**SET OF TASKS**
a - List every way the Terra project-specific environments page gives for setting up a workspace virtual environment in Terra.
b - According to the Terra project-specific environments page, what is Pegasus?

**SOURCE EXTRACT**
In Terra, you can set up a workspace virtual environment by selecting a Terra Jupyter-base Docker image, creating and linking to your own custom Docker image (based on an existing Jupyter-base image), or selecting a project-specific image. This document describes the currently available project-specific environments and how to use them in Terra.
- Custom environments vs. Terra Jupyter-base Docker environments
- Current project-specific environments
- Accessing project-specific environments in Terra
- Saving data generated using project-specific environments
Project-specific environments versus Terra Jupyter-base Docker environments
Terra supports multiple genomic research projects, each requiring a different computational environment to analyze their genomic datasets. These project-specific environments allow project teams to customize their Terra workspace so that it can run necessary applications (Jupyter Notebooks, Bioconductor, R, etc.). Like all Terra environments, project-specific environments are created using a Docker image, but they are not based off one of the existing Terra base images, which currently only support Jupyter Notebook applications.
|Warning: Code developed in project-specific environments may not be saved to the workspace Google bucket.|
|If a project-specific image does not use a Jupyter Notebook or Terra base image, any work performed in the image will not be saved to your workspace Google bucket. While your code will be saved on the runtime environment, if you delete the runtime (or if your runtime becomes unresponsive), you will lose code. To avoid losing work, make sure to back up your code. The end of this guide provides steps for saving data or code generated with project-specific images.|
The following section lists projects that have custom, Terra-supported environments; this list will be updated as new project-specific environments become available.
**Current projects with custom, Terra-supported environments**
- AnVIL (see the AnVIL Docker documentation for details).
- Pegasus, a Python package for analyzing and visualizing large single-cell transcriptomes (find the Pegasus Jupyter Image here)
Accessing a project-specific environment in Terra
You can access a project-specific environment by selecting "Project-Specific Environment" from the Environment pull-down menu of the workspace Notebook Runtime box. The following steps will guide you through this process.
1. Go to your Terra workspace and select the Notebook Runtime box in the workspace upper right corner.
2. From the environment drop-down menu, select "Project-specific Environment".
3. In the URL text box of the same Notebook Runtime box, paste the path to the project-specific image. For example, for the Bioconductor image, paste "us.gcr.io/broad-dsp-gcr-public/terra-jupyter-r:0.0.7".
4. Select "Create" at the bottom of the Notebook Runtime window.
5. A warning box will appear to inform you that the Docker image is unverified. Select "Create". The application will then take a few minutes to load.
6. When your application is ready, a screen will appear stating that your new runtime is ready to use. Select "Apply".
7. A message will appear in the upper right corner asking if you would like to launch. Select "Launch Application" to open the application.
8. The application will open in the workspace. Your Notebook Runtime box will indicate that the application is running.

**DATASET ENTRIES**
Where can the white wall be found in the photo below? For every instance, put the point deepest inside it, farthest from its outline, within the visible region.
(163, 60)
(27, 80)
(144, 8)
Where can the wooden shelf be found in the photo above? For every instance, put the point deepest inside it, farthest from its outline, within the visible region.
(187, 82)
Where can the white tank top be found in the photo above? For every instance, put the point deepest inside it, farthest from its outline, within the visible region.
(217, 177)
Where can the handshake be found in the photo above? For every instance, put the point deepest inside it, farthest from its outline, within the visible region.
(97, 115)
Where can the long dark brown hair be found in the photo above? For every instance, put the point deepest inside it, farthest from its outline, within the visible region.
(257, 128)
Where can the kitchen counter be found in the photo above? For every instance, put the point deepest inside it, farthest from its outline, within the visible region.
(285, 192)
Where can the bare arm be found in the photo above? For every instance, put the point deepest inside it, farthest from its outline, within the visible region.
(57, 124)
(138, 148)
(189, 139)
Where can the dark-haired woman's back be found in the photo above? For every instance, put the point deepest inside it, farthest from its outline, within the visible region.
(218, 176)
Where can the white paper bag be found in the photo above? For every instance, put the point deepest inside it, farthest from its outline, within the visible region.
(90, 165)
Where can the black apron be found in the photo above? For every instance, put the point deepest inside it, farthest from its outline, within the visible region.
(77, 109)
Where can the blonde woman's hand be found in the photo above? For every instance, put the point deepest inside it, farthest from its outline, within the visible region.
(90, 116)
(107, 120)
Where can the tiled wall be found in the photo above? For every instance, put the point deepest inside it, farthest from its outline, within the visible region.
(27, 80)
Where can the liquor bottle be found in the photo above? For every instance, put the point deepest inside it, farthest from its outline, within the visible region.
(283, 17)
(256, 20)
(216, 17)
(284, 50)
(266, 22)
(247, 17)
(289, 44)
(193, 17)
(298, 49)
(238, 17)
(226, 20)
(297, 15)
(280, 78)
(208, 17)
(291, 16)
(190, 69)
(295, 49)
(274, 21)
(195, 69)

**RESULTS FOR EACH TASK**
a -
- Selecting a Terra Jupyter-base Docker image
- Creating and linking to your own custom Docker image, based on an existing Jupyter-base image
- Selecting a project-specific image

b - Pegasus is a Python package for analyzing and visualizing large single-cell transcriptomes.